(Extracted data entries)
● ● ●

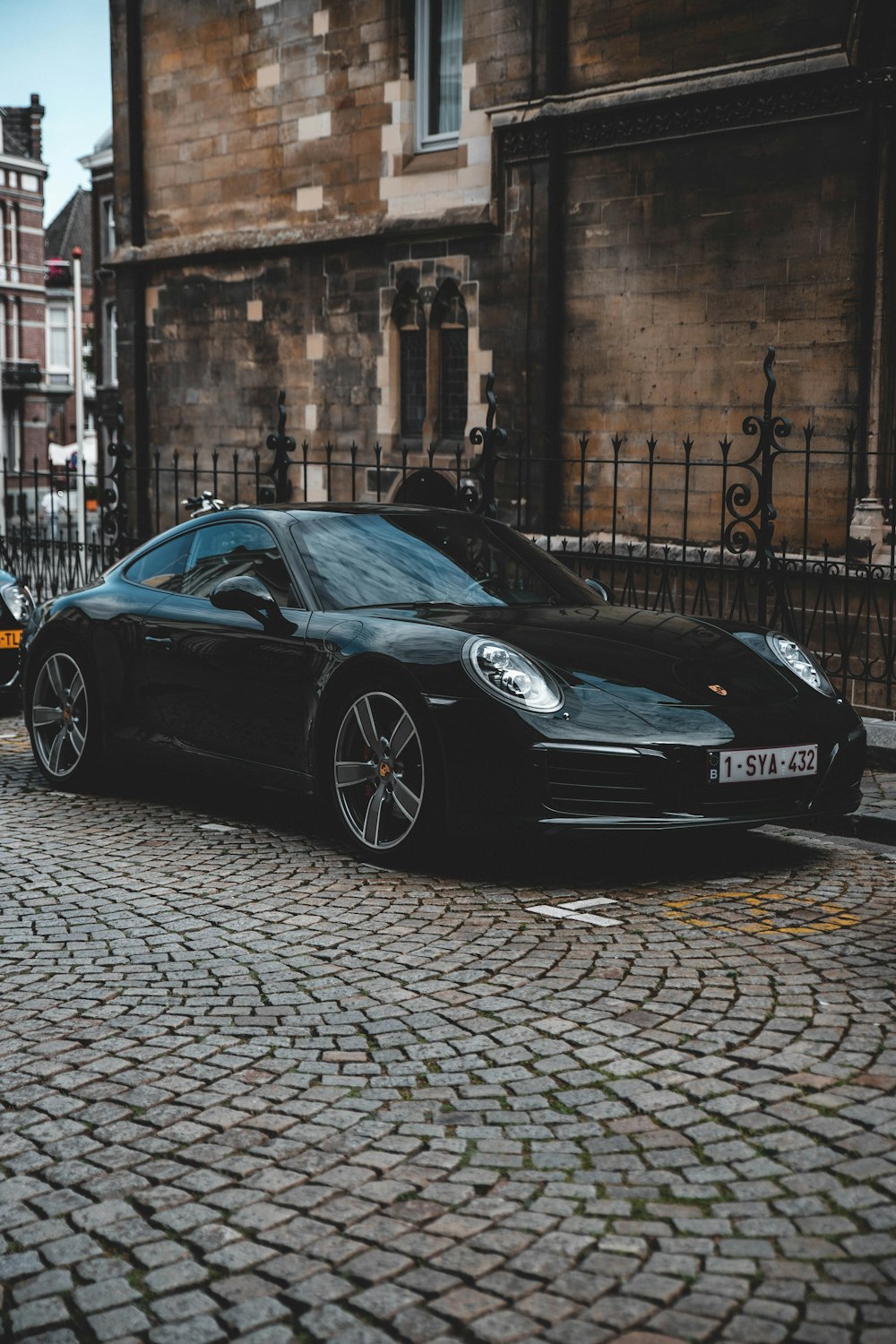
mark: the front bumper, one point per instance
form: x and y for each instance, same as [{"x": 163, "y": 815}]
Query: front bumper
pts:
[{"x": 505, "y": 771}]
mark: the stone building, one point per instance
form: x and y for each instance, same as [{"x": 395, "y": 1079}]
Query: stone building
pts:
[
  {"x": 614, "y": 206},
  {"x": 23, "y": 406}
]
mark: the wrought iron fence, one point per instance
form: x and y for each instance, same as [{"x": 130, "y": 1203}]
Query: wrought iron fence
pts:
[{"x": 699, "y": 532}]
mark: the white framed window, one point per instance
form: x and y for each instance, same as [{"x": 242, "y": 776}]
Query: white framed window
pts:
[
  {"x": 438, "y": 59},
  {"x": 108, "y": 225},
  {"x": 58, "y": 343},
  {"x": 109, "y": 344}
]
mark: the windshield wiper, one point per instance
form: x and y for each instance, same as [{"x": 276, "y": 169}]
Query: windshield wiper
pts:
[{"x": 402, "y": 607}]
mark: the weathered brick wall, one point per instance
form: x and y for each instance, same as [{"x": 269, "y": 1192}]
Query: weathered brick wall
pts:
[
  {"x": 619, "y": 40},
  {"x": 683, "y": 265}
]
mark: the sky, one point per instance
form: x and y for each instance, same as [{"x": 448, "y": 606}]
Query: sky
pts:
[{"x": 59, "y": 50}]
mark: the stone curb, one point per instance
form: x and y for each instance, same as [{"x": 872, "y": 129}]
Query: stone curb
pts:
[{"x": 882, "y": 742}]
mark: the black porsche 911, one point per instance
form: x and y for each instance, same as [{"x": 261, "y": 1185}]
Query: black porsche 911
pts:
[
  {"x": 429, "y": 671},
  {"x": 15, "y": 609}
]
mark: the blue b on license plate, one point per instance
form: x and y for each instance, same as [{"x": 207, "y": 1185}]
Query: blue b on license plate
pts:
[{"x": 762, "y": 763}]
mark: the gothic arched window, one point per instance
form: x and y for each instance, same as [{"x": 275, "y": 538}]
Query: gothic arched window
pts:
[{"x": 449, "y": 319}]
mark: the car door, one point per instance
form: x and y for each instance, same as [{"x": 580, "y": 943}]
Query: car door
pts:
[{"x": 220, "y": 682}]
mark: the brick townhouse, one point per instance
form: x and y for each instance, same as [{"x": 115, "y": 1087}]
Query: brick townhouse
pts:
[
  {"x": 616, "y": 206},
  {"x": 23, "y": 338}
]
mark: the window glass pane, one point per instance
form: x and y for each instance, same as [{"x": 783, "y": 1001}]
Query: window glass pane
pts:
[
  {"x": 370, "y": 559},
  {"x": 449, "y": 66},
  {"x": 452, "y": 392},
  {"x": 58, "y": 352},
  {"x": 440, "y": 61},
  {"x": 413, "y": 374},
  {"x": 225, "y": 550}
]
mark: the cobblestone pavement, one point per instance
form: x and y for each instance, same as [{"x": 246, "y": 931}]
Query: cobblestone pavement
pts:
[{"x": 254, "y": 1089}]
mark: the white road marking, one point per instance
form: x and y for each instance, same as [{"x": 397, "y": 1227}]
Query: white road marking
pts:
[
  {"x": 591, "y": 900},
  {"x": 573, "y": 910}
]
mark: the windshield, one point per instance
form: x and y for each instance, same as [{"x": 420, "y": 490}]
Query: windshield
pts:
[{"x": 397, "y": 559}]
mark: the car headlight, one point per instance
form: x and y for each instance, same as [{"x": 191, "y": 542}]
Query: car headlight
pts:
[
  {"x": 18, "y": 599},
  {"x": 801, "y": 663},
  {"x": 511, "y": 676}
]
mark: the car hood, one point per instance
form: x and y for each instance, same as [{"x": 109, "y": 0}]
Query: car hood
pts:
[{"x": 641, "y": 658}]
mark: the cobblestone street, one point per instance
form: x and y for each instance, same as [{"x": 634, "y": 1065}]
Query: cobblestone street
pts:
[{"x": 255, "y": 1089}]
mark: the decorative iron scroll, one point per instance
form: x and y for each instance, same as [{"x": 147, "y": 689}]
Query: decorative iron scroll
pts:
[
  {"x": 751, "y": 527},
  {"x": 281, "y": 445},
  {"x": 477, "y": 488},
  {"x": 115, "y": 524}
]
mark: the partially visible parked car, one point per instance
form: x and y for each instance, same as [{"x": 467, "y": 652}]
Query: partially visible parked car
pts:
[{"x": 15, "y": 609}]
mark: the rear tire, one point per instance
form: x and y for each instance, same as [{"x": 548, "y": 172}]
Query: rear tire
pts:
[
  {"x": 65, "y": 718},
  {"x": 382, "y": 771}
]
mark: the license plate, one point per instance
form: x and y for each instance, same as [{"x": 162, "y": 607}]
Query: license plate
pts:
[{"x": 763, "y": 763}]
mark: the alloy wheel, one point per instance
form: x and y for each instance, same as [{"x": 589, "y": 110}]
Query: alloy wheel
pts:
[
  {"x": 59, "y": 715},
  {"x": 378, "y": 771}
]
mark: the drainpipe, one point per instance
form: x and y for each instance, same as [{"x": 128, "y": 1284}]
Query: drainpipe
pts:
[
  {"x": 556, "y": 80},
  {"x": 136, "y": 282},
  {"x": 874, "y": 435}
]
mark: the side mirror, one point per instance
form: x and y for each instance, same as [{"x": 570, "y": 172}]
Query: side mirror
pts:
[
  {"x": 602, "y": 590},
  {"x": 246, "y": 593}
]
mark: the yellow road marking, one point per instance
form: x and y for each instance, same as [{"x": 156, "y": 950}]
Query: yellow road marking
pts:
[{"x": 758, "y": 903}]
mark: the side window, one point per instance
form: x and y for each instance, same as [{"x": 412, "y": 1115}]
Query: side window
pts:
[
  {"x": 163, "y": 567},
  {"x": 225, "y": 550},
  {"x": 408, "y": 314}
]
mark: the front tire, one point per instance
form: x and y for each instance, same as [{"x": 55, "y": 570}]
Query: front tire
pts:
[
  {"x": 65, "y": 719},
  {"x": 383, "y": 771}
]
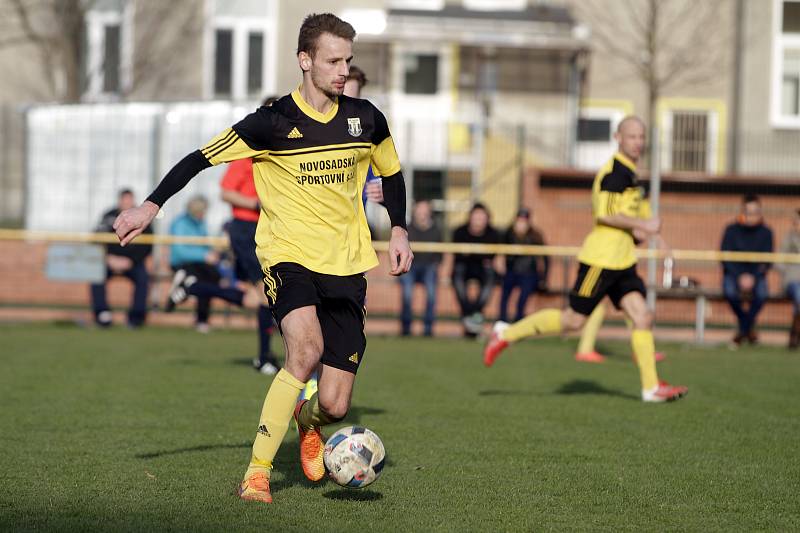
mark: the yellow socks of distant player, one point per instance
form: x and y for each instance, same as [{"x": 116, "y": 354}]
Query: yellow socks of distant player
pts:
[
  {"x": 544, "y": 322},
  {"x": 644, "y": 348},
  {"x": 590, "y": 329},
  {"x": 275, "y": 416},
  {"x": 312, "y": 416}
]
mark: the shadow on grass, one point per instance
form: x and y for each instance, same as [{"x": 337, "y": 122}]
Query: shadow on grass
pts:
[
  {"x": 500, "y": 392},
  {"x": 192, "y": 449},
  {"x": 353, "y": 495},
  {"x": 580, "y": 386}
]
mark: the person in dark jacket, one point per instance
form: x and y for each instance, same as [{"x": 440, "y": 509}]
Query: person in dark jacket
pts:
[
  {"x": 745, "y": 284},
  {"x": 128, "y": 261},
  {"x": 478, "y": 267},
  {"x": 424, "y": 270},
  {"x": 528, "y": 272}
]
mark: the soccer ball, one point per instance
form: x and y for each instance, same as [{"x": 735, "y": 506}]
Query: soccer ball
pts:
[{"x": 354, "y": 457}]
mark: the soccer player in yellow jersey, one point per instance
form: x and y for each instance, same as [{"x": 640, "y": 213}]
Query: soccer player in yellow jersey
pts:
[
  {"x": 310, "y": 150},
  {"x": 607, "y": 267}
]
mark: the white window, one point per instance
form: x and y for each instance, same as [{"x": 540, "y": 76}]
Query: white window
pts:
[
  {"x": 240, "y": 50},
  {"x": 109, "y": 49},
  {"x": 786, "y": 64},
  {"x": 690, "y": 140}
]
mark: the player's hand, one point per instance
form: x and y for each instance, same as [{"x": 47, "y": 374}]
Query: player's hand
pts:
[
  {"x": 132, "y": 222},
  {"x": 400, "y": 255}
]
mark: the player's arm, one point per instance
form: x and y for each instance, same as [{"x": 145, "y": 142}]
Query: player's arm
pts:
[
  {"x": 386, "y": 164},
  {"x": 245, "y": 139}
]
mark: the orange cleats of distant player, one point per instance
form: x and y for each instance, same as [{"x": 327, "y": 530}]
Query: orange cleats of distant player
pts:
[
  {"x": 312, "y": 446},
  {"x": 664, "y": 393},
  {"x": 256, "y": 488},
  {"x": 590, "y": 357},
  {"x": 496, "y": 345}
]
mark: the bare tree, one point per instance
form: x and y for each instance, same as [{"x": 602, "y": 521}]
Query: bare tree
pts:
[
  {"x": 163, "y": 35},
  {"x": 663, "y": 43}
]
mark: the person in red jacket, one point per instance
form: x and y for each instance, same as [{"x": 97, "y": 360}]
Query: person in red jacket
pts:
[{"x": 239, "y": 190}]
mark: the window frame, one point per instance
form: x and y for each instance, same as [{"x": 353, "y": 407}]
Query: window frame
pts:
[
  {"x": 241, "y": 28},
  {"x": 780, "y": 43},
  {"x": 96, "y": 23}
]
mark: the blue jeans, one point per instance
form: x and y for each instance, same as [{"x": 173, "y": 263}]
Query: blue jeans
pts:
[
  {"x": 426, "y": 275},
  {"x": 527, "y": 283},
  {"x": 138, "y": 310},
  {"x": 793, "y": 292},
  {"x": 746, "y": 318}
]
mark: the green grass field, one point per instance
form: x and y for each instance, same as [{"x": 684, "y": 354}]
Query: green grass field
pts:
[{"x": 151, "y": 430}]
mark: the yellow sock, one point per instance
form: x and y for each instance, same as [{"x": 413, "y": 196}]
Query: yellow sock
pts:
[
  {"x": 546, "y": 321},
  {"x": 644, "y": 348},
  {"x": 590, "y": 329},
  {"x": 275, "y": 416}
]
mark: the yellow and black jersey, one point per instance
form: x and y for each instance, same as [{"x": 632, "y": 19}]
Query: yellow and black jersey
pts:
[
  {"x": 309, "y": 171},
  {"x": 615, "y": 191}
]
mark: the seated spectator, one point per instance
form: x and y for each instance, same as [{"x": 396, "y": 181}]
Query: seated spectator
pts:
[
  {"x": 745, "y": 284},
  {"x": 424, "y": 269},
  {"x": 196, "y": 268},
  {"x": 791, "y": 278},
  {"x": 128, "y": 261},
  {"x": 527, "y": 272},
  {"x": 476, "y": 267}
]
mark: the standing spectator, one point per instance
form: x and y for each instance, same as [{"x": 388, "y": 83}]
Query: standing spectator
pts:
[
  {"x": 128, "y": 261},
  {"x": 746, "y": 281},
  {"x": 239, "y": 190},
  {"x": 528, "y": 272},
  {"x": 476, "y": 267},
  {"x": 424, "y": 269},
  {"x": 791, "y": 277}
]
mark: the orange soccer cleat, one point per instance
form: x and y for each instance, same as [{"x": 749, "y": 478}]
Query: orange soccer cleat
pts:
[
  {"x": 664, "y": 393},
  {"x": 496, "y": 345},
  {"x": 256, "y": 488},
  {"x": 312, "y": 446},
  {"x": 590, "y": 357}
]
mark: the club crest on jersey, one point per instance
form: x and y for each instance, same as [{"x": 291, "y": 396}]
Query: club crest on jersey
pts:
[{"x": 354, "y": 126}]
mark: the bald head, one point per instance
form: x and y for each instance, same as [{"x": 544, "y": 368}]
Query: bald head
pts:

● ● ●

Copy out, without any change, the stretch of the records from the line containing "mark: the bald head, one point per instance" through the end of the records.

Solution:
mark: the bald head, one point per instance
form: x and y for each instance, same as [{"x": 544, "y": 368}]
Query: bald head
pts:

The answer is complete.